Brief:
Could you rewrite everything from the start of the entries below down to and including the line containing "pixel 522 293", swapping "service" for "tool" and leaving all else as it is?

Records:
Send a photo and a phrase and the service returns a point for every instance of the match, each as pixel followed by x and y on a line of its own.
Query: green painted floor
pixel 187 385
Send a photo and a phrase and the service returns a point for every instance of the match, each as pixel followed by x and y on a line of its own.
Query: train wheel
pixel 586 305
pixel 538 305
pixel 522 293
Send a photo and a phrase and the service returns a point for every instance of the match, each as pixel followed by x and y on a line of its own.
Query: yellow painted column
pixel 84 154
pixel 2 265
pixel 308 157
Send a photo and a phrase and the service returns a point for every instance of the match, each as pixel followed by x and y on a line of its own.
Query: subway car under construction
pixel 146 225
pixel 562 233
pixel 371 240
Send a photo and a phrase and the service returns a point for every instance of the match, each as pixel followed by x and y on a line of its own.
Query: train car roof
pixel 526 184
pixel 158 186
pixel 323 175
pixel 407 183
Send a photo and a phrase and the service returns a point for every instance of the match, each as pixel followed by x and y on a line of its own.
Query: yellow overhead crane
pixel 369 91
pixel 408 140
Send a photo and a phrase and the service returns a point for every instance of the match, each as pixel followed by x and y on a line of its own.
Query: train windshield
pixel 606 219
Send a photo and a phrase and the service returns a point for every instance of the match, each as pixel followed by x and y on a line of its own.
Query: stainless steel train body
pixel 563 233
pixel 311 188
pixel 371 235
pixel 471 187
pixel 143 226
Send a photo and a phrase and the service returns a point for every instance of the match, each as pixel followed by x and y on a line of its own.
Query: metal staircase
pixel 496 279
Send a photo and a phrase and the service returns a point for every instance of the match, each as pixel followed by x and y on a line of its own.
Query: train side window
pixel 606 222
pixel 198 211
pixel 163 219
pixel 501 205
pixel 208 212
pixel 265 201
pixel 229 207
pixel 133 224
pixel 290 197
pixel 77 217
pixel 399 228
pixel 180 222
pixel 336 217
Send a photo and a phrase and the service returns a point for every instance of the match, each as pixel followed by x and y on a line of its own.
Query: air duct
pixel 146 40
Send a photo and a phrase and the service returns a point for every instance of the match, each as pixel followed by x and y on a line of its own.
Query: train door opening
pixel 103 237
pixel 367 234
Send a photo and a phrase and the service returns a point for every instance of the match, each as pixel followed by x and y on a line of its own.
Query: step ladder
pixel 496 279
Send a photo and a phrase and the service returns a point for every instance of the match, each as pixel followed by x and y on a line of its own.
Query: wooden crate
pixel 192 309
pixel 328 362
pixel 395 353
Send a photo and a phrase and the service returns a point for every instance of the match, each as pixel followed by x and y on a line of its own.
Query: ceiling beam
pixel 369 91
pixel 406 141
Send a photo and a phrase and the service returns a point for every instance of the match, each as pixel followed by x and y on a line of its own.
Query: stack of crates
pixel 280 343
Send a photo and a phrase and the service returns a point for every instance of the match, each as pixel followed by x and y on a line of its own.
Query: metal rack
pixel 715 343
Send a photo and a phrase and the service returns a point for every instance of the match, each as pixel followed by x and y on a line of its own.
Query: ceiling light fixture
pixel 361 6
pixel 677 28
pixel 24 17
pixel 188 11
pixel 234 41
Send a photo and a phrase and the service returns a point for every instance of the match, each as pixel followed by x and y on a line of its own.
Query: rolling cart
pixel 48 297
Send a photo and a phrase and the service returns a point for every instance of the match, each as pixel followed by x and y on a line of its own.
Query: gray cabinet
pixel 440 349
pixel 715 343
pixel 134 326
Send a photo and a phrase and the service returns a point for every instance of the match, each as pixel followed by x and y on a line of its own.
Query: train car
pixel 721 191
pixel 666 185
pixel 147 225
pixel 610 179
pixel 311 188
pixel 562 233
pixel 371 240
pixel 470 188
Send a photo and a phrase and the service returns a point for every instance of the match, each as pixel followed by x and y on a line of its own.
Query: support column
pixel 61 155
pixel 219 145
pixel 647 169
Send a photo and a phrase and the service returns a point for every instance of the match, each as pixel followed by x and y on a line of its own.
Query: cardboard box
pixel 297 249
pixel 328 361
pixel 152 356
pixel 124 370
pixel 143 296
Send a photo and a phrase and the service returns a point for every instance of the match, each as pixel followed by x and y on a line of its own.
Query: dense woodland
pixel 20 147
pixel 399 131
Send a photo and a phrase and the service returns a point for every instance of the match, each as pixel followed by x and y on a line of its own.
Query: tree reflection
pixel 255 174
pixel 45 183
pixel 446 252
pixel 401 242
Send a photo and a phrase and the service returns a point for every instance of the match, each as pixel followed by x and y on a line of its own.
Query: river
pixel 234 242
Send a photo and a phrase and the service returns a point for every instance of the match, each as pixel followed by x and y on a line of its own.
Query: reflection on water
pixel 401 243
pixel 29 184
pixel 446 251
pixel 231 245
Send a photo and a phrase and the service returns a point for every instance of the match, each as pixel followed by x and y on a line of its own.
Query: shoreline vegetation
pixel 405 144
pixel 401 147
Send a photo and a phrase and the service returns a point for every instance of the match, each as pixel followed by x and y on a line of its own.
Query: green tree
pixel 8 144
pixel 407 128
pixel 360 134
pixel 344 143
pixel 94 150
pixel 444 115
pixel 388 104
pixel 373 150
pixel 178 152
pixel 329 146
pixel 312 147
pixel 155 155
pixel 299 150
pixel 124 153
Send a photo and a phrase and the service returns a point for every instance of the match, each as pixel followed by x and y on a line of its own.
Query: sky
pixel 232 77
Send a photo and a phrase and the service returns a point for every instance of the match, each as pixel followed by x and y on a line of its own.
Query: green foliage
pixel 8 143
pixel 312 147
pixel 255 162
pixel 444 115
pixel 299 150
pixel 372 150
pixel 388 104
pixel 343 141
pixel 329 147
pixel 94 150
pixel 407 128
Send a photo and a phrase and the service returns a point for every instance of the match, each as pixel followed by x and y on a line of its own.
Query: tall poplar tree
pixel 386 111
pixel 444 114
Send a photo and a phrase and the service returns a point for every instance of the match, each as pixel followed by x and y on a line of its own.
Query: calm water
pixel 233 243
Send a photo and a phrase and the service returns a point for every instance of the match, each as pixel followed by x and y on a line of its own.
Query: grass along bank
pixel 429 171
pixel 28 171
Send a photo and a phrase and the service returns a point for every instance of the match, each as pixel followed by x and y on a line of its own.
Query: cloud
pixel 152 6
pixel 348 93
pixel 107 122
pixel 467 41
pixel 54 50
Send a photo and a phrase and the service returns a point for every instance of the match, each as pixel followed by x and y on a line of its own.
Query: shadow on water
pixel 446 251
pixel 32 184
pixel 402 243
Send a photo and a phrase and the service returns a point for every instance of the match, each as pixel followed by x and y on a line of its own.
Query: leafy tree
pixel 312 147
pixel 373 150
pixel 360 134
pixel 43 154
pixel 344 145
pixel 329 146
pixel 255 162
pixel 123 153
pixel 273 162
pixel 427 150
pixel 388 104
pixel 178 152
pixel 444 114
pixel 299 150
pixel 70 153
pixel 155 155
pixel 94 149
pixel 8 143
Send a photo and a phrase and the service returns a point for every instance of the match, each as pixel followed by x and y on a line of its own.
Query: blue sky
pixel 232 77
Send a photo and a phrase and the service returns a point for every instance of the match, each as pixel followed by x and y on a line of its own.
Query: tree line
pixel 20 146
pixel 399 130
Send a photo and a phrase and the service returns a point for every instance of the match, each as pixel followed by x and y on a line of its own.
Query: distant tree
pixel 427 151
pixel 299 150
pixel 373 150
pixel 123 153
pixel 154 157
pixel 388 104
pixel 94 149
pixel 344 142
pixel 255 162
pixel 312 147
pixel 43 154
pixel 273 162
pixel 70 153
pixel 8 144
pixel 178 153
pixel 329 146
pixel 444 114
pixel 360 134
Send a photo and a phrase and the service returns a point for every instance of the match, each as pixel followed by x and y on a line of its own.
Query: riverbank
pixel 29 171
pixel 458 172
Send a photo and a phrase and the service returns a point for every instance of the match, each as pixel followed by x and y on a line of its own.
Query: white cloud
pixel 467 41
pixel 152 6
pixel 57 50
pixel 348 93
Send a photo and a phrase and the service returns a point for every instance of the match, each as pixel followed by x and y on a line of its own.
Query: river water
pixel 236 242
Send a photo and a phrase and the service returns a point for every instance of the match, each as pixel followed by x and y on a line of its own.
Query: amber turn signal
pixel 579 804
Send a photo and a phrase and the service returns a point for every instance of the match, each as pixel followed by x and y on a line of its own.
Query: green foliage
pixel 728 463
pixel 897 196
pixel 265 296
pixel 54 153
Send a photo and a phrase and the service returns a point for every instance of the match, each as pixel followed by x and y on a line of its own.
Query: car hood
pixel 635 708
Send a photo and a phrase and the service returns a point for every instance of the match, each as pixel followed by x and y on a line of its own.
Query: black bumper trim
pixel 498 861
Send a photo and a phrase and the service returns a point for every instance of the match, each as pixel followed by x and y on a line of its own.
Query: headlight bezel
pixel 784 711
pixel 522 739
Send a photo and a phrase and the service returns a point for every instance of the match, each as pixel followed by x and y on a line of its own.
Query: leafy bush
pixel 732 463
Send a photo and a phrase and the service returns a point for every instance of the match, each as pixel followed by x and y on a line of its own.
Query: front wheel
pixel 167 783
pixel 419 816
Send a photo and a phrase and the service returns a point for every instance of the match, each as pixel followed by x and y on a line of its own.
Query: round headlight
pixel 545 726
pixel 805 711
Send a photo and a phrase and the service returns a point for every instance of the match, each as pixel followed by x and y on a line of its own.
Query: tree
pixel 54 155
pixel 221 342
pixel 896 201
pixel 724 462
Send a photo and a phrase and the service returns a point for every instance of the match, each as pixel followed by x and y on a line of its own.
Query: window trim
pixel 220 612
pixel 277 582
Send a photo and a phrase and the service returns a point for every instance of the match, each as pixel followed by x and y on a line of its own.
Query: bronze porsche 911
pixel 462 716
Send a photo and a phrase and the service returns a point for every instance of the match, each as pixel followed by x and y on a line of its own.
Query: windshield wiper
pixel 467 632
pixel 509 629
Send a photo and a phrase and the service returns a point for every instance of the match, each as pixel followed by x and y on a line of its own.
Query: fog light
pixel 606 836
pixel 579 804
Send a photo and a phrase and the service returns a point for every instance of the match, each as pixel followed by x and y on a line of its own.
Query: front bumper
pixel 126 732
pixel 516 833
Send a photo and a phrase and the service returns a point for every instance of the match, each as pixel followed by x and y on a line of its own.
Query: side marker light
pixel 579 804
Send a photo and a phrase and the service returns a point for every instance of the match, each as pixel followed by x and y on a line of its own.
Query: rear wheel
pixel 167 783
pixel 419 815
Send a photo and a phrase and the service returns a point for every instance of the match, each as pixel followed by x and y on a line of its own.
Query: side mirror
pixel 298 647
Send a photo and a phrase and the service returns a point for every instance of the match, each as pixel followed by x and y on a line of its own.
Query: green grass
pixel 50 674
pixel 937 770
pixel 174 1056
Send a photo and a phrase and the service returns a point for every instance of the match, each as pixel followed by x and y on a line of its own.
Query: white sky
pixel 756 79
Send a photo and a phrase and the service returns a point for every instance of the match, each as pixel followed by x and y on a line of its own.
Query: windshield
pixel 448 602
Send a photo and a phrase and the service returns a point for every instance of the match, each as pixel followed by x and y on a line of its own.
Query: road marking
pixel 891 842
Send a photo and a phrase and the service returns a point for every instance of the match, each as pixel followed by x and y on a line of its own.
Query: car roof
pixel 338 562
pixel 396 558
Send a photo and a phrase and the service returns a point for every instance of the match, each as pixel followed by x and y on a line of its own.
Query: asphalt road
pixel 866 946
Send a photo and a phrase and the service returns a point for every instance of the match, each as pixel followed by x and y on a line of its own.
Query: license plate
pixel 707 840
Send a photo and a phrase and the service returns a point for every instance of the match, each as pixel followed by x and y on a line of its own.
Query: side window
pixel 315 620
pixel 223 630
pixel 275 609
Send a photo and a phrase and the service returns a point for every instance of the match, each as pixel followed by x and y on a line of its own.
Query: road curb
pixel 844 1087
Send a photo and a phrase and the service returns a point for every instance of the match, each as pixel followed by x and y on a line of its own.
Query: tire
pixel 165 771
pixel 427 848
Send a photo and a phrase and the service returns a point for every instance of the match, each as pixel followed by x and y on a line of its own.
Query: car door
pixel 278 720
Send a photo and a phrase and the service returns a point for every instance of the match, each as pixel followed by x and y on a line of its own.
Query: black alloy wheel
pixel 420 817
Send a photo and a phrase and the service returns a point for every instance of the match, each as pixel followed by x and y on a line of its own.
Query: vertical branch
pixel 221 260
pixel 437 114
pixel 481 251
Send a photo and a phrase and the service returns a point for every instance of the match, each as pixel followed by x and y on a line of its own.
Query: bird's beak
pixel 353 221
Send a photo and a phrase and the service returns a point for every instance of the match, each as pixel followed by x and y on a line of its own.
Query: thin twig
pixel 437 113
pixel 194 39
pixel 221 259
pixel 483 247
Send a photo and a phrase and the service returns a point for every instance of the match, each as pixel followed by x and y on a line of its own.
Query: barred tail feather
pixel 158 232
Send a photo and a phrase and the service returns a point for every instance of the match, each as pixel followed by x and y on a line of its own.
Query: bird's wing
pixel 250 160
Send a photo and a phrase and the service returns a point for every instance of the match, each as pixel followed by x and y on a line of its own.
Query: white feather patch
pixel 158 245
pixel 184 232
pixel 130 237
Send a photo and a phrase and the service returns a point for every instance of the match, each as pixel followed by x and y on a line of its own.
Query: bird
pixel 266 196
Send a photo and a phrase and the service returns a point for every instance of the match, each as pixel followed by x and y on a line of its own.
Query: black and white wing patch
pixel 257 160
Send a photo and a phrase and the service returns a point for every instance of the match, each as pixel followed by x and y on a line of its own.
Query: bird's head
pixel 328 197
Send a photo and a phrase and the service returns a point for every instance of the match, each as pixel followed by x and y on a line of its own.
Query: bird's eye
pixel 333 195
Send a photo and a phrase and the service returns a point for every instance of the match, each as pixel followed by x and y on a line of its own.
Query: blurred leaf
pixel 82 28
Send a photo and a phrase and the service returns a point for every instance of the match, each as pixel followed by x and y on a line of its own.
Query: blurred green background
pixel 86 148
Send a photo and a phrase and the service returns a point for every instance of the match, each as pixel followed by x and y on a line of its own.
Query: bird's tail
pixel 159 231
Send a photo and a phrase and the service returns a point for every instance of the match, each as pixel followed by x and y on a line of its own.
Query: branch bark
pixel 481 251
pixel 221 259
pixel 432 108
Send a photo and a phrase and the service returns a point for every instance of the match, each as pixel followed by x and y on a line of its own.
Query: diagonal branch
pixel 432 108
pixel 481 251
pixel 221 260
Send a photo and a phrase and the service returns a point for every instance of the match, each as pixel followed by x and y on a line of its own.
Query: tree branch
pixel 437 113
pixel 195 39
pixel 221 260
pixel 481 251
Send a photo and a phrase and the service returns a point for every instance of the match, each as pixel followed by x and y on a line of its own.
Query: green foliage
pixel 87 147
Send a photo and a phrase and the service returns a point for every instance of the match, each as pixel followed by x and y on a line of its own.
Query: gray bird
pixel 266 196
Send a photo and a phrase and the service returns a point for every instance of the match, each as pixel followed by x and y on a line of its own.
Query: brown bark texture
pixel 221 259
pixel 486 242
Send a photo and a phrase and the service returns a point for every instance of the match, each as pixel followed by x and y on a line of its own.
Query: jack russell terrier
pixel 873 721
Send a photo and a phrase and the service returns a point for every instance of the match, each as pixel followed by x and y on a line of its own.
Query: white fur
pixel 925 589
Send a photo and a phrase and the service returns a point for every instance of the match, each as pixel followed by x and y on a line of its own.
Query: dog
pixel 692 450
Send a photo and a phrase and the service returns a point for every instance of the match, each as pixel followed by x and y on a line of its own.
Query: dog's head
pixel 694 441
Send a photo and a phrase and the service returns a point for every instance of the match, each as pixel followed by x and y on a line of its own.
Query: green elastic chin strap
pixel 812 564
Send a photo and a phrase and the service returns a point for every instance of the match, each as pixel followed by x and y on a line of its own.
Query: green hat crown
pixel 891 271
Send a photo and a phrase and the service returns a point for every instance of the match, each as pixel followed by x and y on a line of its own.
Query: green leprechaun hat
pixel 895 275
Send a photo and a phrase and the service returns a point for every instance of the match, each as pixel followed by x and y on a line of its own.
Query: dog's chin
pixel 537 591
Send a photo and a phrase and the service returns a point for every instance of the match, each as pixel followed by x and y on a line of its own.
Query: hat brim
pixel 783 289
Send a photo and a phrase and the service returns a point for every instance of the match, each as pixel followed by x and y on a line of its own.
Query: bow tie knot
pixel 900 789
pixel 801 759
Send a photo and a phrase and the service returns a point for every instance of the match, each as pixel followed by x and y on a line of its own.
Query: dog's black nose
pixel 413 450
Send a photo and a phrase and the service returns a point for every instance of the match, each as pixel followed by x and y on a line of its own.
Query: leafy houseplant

Answer to the exercise:
Send a photo and a phrase and the tool returns a point for every instance of the match, each as pixel followed by x and y on a line of its own.
Query: green painted floor
pixel 187 385
Send a photo and a phrase and the tool returns a point for every instance of the match, each as pixel followed by x and y on a line of its own.
Query: train wheel
pixel 586 305
pixel 538 305
pixel 522 293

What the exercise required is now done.